Can you reproduce the items below word for word, beginning at the very start and continuing through the line that contains "column 129, row 22"?

* BEGIN Information supplied *

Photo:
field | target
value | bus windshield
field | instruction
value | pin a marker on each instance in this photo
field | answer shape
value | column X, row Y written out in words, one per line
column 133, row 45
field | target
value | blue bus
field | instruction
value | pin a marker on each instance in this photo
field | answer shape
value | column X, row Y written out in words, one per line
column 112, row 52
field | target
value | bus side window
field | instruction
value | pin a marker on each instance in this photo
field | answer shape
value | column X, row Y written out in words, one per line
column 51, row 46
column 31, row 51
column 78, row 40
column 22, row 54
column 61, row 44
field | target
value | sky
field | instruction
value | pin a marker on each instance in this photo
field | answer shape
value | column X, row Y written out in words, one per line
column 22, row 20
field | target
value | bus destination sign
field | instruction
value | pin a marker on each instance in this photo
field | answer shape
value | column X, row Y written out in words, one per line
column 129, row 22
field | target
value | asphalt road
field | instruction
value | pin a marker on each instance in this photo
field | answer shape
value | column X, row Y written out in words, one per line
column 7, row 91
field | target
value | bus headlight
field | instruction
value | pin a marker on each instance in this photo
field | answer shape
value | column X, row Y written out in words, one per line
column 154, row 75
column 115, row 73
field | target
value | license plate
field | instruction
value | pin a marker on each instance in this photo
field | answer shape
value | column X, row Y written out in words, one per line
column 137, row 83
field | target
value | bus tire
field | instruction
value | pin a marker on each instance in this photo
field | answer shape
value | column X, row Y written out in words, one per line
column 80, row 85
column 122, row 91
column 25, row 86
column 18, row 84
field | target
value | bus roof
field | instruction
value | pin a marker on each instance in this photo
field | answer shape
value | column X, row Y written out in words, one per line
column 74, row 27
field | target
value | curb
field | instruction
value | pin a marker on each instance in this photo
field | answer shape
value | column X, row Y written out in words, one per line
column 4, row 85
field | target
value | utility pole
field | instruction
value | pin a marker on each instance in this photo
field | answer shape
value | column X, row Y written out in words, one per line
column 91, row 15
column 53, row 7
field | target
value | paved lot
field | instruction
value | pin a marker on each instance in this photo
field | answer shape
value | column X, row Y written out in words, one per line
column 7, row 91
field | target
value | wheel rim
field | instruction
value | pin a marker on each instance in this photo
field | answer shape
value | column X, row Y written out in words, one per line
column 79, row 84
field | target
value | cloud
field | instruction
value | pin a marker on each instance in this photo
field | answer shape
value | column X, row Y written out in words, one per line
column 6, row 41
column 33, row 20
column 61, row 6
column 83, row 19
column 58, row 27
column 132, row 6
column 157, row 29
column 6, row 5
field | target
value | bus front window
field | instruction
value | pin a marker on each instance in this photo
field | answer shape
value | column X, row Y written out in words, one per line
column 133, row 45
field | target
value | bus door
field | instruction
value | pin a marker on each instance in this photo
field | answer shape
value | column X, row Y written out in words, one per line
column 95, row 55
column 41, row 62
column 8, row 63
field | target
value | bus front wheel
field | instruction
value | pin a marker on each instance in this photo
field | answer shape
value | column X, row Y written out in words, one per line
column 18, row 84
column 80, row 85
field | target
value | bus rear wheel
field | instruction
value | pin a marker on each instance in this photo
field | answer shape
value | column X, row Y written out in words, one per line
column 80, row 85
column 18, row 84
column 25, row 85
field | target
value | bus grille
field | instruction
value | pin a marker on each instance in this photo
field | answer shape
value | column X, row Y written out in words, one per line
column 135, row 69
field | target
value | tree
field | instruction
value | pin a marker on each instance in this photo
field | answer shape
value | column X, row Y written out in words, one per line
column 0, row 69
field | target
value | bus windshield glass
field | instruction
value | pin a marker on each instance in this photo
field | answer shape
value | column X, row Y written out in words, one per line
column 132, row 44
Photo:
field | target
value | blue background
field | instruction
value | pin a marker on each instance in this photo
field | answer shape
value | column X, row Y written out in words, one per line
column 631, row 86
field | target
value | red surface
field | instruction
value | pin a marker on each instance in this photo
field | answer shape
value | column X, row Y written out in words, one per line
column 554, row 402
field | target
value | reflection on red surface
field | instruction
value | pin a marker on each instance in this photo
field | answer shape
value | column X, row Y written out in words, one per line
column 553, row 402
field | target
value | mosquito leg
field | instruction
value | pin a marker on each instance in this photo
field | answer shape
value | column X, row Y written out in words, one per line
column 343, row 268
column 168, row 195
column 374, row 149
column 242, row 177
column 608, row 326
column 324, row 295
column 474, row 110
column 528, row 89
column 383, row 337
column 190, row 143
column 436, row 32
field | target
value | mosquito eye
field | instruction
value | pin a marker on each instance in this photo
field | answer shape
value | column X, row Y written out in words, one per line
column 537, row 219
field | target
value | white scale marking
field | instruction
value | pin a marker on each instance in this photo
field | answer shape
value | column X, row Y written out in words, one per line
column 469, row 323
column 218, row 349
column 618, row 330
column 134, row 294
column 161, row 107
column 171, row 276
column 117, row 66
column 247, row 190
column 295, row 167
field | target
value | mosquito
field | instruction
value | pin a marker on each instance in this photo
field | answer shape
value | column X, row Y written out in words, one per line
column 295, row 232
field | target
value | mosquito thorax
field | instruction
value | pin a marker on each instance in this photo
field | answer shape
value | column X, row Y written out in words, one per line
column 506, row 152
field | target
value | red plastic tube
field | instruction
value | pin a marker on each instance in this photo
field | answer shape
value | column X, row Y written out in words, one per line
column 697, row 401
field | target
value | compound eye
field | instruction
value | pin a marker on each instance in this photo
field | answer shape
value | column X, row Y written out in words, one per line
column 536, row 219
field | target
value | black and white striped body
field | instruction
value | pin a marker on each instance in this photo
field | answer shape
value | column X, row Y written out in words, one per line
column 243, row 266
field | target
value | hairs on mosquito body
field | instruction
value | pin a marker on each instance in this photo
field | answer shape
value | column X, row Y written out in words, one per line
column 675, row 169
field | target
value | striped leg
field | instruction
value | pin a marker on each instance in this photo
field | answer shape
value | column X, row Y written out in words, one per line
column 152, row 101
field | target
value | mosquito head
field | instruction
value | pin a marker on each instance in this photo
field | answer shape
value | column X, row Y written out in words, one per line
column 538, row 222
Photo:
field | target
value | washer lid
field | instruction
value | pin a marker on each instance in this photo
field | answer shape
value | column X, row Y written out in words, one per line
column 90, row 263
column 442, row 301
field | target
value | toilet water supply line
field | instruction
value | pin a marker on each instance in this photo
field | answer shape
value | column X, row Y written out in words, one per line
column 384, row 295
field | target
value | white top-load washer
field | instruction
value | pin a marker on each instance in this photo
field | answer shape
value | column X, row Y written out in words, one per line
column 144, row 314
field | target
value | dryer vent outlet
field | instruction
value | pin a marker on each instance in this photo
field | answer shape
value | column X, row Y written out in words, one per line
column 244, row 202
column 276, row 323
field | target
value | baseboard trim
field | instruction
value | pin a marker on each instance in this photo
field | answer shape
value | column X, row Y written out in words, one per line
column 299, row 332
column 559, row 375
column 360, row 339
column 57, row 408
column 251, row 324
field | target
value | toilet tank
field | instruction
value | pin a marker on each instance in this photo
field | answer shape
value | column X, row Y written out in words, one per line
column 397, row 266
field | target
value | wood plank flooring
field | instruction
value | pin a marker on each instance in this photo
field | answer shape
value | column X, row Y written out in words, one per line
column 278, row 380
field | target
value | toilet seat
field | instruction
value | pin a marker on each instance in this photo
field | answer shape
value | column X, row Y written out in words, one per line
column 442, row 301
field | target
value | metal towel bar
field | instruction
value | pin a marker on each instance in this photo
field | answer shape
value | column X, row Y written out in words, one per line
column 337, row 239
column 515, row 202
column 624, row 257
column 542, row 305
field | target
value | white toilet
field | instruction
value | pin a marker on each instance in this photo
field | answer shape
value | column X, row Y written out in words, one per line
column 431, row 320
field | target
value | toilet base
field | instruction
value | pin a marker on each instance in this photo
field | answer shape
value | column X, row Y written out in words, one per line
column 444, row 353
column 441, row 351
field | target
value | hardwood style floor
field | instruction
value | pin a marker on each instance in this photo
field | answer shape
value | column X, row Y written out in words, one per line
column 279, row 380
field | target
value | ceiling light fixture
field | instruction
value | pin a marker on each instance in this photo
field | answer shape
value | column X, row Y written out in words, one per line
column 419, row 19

* END Information supplied *

Worked solution:
Photo:
field | target
value | bus windshield
field | instruction
value | pin a marker on each instance in this photo
field | answer shape
value | column X, row Y written out in words, one per line
column 133, row 45
field | target
value | blue bus
field | instruction
value | pin a marker on each instance in this photo
field | answer shape
value | column X, row Y written out in words, one per line
column 112, row 52
field | target
value | bus side window
field | instruction
value | pin a marker on each instance in this photo
field | answer shape
value | column X, row Y written out in words, one per line
column 51, row 46
column 31, row 51
column 78, row 40
column 22, row 54
column 61, row 44
field | target
value | sky
field | instruction
value | pin a marker on each instance in this photo
field | answer shape
value | column X, row Y written out in words, one per line
column 22, row 20
field | target
value | bus destination sign
field | instruction
value | pin a marker on each instance in this photo
field | answer shape
value | column X, row Y written out in words, one per line
column 129, row 22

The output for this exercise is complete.